-------- Excerpted passage
# MyLink Install?



## cdb09007 (Aug 7, 2013)

So when i bought my Cruze, i test drove a different one, as the only CRT 6 speed was 200 miles away and they drove it to me. The one i test drove had MyLink (I guess my initial question is; MyLink is the touchscreen/bluetooth capability right?) all touch screen and fancy, and when i picked up my car it had the stock head unit. I needed a car at the time so i figured whatever good enough (I didn't pay for an extra package or anything for MyLink). Can i get the touch screen installed aftermarket either by the dealer or buy the setup and have my friends do it at the garage. 

Please refrain from scolding me on letting this go when i got the car =]


----------



## ChevyMgr (Oct 27, 2010)

GM states that Mylink cannot be added after the fact.


----------



## Merc6 (Jun 8, 2013)

It can be done but it's one of those "anything can be had at a price" situations. MyLink non navi non Bose alone is already not worth it for the price included in the vehicle it's already installed into. You would be better off with the aftermarket world options. It's pretty much like having a mini LCD touch screen on your microwave instead of buttons. It doesn't make the food cook or taste better. 


Sent from my iFail 5s


----------



## Camaro45th (Jan 12, 2014)

Over on the Camaro side of things, they have be successful on putting this into older camaros. It does require opening big parts of the dashboard to be honest. I was going to get in on a group buy that they were having but I decided to hold off for now. I have the Mylink in my cruze and I feel that for what I will gain, doesn't justify the price or the headache. If they eventually get homebrew on them of some sort then I'm game.


----------



## GTPprix (Jun 15, 2011)

Camaro45th said:


> Over on the Camaro side of things, they have be successful on putting this into older camaros. It does require opening big parts of the dashboard to be honest. I was going to get in on a group buy that they were having but I decided to hold off for now. I have the Mylink in my cruze and I feel that for what I will gain, doesn't justify the price or the headache. If they eventually get homebrew on them of some sort then I'm game.


The lower closeout portions of the dash aren't exactly big parts of the dash LOL  The biggest hurdle is the custom retrofit programming which we've got done but on a 13 cruze to a 13 my link should be pretty simple since its the same bus revision.


----------



## APCruze (Mar 7, 2013)

The back up camera feature is a great addition to the touch screen though, I would suggest either an aftermarket stereo or even a tablet setup, both could give you the same effects for less cost.


----------



## Camaro45th (Jan 12, 2014)

GTPprix said:


> The lower closeout portions of the dash aren't exactly big parts of the dash LOL  The biggest hurdle is the custom retrofit programming which we've got done but on a 13 cruze to a 13 my link should be pretty simple since its the same bus revision.


I'm not 100% sure, but I believe you need to have it written with your vin number. 


Sent from AutoGuide.com Free App


----------



## billyhime (Mar 17, 2012)

Just grab this mount thing is sticky as ****, set it on your dash with a iPad Mini in it. I have this and it works great for me. Use it for Bluetooth music with Spotify and Google Maps for navigation. Plus you can take the iPad out when your not in your car and use it as you would regularly.
----------------
-------- Entries supplied
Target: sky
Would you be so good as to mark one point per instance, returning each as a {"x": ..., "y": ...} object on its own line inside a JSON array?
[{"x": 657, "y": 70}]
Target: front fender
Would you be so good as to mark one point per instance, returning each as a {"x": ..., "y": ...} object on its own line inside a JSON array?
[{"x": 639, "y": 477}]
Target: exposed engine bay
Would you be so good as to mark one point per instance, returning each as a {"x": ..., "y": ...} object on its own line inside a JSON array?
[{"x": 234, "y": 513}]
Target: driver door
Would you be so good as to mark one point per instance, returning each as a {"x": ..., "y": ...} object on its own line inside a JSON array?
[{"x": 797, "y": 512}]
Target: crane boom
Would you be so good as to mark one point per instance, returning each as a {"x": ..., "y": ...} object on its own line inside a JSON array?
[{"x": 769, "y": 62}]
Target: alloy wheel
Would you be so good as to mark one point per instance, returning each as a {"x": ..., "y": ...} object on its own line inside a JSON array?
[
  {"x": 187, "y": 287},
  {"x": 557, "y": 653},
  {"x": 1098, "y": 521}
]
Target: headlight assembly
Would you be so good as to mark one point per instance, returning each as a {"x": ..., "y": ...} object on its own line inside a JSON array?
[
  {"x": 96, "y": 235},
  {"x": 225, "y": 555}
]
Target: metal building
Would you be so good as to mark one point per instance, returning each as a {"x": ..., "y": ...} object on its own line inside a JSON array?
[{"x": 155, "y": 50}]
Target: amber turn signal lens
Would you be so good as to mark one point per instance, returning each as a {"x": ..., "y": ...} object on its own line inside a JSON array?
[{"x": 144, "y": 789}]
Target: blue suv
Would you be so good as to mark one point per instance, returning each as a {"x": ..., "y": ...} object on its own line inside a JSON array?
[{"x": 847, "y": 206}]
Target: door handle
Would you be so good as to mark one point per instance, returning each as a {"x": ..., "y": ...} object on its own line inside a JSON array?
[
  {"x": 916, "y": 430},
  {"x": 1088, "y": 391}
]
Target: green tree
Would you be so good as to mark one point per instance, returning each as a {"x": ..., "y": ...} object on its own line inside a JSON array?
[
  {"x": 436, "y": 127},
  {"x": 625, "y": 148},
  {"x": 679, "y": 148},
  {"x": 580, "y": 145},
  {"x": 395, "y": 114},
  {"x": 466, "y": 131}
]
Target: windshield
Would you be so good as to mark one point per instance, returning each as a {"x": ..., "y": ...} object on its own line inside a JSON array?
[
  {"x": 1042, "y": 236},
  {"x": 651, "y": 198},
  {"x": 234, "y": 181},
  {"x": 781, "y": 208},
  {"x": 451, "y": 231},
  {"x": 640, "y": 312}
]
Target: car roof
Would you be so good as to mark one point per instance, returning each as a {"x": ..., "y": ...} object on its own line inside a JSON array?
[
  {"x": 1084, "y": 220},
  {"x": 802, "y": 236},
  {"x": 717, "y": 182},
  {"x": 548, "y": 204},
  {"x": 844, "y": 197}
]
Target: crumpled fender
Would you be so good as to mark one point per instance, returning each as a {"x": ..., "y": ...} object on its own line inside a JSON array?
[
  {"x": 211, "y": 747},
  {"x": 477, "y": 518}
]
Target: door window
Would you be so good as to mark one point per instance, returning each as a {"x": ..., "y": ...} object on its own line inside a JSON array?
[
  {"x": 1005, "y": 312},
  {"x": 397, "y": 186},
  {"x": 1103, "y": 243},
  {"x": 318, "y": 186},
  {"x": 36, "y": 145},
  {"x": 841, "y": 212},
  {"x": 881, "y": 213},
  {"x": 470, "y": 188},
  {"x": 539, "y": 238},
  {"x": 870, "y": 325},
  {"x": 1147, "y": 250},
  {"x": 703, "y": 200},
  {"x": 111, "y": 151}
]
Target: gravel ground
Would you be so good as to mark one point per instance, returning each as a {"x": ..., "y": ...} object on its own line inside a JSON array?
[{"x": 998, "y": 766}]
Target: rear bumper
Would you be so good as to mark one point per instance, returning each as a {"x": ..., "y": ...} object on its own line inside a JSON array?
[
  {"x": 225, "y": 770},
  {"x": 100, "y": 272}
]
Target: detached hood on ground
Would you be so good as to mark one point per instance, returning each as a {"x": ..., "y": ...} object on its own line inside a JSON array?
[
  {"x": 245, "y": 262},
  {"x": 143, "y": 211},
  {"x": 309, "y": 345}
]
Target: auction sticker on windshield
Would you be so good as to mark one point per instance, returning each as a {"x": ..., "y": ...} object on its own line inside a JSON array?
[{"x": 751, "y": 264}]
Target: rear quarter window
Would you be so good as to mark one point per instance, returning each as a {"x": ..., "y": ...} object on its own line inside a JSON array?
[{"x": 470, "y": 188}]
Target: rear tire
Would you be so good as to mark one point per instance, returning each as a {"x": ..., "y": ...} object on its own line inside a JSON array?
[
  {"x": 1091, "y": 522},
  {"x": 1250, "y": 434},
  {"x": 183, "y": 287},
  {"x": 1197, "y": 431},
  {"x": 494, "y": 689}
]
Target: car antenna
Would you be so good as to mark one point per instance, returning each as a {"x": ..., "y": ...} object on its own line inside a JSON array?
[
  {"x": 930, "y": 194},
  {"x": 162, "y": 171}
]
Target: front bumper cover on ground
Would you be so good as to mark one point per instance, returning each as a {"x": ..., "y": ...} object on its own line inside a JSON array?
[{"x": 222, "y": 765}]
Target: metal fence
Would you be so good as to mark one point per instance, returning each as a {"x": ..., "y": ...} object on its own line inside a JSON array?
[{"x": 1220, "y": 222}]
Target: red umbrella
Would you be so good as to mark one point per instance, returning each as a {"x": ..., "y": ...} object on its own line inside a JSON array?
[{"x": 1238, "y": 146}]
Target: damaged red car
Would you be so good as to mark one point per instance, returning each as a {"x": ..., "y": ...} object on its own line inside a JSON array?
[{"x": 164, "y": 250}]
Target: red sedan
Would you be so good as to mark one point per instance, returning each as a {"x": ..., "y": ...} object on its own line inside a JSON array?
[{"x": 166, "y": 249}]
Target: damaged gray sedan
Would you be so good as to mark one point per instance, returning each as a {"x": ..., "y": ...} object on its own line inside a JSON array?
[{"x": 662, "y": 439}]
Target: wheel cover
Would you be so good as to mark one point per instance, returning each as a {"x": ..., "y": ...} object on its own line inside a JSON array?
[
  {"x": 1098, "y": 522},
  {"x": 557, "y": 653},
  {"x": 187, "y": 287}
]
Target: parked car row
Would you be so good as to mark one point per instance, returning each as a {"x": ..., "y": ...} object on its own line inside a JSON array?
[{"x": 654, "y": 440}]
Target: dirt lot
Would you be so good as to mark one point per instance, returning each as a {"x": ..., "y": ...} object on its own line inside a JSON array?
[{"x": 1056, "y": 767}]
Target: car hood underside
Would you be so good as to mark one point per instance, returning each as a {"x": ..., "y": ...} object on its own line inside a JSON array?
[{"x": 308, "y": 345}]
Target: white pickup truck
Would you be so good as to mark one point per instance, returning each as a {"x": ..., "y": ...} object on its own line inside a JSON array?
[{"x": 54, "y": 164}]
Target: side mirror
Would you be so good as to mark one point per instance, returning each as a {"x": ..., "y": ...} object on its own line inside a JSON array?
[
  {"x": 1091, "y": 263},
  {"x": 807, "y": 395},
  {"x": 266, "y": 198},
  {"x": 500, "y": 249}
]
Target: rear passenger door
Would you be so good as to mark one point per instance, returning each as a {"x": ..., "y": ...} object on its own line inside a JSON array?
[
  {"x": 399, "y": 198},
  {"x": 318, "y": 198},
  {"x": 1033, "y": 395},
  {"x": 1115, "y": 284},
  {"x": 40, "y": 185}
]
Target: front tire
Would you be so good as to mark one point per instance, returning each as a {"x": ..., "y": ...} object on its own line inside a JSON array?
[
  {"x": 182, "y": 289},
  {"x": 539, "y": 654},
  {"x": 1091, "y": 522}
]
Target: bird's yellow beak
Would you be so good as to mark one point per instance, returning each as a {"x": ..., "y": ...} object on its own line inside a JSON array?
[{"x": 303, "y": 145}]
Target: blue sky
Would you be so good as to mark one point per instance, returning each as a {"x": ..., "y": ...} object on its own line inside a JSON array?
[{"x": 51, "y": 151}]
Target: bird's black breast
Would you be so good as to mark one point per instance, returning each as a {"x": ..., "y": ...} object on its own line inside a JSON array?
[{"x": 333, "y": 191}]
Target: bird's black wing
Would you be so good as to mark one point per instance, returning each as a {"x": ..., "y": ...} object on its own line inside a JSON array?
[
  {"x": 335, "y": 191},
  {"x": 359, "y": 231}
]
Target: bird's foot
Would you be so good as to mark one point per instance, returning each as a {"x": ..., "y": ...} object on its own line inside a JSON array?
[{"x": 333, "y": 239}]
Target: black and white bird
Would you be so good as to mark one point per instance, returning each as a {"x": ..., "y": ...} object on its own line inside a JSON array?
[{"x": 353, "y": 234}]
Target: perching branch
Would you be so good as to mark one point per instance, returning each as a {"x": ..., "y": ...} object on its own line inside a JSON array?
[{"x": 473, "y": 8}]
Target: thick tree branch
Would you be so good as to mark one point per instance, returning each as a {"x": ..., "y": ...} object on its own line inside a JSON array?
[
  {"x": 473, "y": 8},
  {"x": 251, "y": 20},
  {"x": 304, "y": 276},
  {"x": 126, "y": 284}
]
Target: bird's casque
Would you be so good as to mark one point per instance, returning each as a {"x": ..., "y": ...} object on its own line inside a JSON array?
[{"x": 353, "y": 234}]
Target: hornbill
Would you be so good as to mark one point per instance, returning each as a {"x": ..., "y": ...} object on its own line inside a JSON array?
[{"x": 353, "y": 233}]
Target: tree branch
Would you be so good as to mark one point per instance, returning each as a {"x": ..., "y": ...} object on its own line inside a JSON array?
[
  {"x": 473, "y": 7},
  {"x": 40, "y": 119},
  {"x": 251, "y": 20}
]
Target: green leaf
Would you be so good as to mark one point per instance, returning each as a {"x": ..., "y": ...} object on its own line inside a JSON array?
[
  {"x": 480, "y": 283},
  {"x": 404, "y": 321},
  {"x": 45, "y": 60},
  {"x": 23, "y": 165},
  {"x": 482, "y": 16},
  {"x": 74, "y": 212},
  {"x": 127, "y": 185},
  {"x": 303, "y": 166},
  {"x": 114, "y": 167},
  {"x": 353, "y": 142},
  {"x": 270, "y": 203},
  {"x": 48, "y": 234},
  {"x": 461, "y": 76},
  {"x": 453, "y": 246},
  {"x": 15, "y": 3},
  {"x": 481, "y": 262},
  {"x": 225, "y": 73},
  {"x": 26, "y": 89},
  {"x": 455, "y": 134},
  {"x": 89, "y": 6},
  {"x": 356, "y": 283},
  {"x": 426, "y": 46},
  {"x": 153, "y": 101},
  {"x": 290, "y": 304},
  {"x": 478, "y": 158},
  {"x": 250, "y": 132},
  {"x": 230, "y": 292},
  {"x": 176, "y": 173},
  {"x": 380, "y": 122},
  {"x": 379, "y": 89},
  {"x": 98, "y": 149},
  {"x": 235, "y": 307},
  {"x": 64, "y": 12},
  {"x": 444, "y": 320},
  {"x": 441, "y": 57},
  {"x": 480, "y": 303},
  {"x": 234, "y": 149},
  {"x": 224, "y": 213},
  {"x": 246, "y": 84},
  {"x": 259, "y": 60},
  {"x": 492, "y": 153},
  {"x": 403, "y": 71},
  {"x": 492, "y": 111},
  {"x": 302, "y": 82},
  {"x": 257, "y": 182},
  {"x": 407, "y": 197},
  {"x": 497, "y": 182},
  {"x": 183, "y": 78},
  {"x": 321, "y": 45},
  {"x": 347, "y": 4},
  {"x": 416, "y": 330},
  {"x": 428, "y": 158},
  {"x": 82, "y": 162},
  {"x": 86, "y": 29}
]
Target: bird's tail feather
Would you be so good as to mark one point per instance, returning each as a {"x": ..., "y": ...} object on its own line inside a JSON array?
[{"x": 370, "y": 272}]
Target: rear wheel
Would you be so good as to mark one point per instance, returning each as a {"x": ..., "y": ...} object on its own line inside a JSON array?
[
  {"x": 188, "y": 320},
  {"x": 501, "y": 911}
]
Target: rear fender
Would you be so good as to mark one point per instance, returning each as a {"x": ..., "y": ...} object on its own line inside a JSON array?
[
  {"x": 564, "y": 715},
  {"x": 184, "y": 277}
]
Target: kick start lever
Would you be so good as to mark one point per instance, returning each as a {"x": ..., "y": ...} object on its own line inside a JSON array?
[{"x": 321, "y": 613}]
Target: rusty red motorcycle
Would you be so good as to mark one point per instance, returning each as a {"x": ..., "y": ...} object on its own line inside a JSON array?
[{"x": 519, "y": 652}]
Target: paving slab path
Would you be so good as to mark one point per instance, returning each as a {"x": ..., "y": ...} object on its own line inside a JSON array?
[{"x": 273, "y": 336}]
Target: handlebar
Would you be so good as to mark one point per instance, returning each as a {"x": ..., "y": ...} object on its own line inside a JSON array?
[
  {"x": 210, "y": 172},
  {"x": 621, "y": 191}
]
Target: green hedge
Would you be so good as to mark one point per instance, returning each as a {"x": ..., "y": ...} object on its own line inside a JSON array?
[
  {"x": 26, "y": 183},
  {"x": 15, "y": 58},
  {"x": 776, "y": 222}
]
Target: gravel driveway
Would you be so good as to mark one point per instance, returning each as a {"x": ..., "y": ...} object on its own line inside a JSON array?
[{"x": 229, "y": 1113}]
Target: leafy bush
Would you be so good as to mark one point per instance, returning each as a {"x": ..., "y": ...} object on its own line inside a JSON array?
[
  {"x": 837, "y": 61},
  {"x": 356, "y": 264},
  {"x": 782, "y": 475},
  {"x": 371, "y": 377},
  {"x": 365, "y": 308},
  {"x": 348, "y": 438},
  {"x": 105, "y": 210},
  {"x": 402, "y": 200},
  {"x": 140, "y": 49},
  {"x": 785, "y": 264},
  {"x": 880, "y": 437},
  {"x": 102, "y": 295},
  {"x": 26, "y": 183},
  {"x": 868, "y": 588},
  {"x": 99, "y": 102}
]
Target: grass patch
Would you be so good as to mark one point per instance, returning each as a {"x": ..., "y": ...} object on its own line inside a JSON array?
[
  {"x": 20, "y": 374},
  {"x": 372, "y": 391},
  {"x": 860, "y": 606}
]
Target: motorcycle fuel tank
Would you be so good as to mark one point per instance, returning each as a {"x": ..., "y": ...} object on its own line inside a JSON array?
----------------
_To-do list_
1. In the MyLink install thread, why does GTPprix expect adding MyLink to a 13 Cruze to be fairly simple?
2. Print the passage of the MyLink install thread starting at "## billyhime (Mar" and ending at "you would regularly.".
The listing is separate material, unrelated to the MyLink install thread.

_Task-by-task solutions_
1. GTPprix says the 13 Cruze and the 13 MyLink share the same bus revision. The biggest hurdle is the custom retrofit programming, and GTPprix says that work has already been done.

2.
## billyhime (Mar 17, 2012)

Just grab this mount thing is sticky as ****, set it on your dash with a iPad Mini in it. I have this and it works great for me. Use it for Bluetooth music with Spotify and Google Maps for navigation. Plus you can take the iPad out when your not in your car and use it as you would regularly.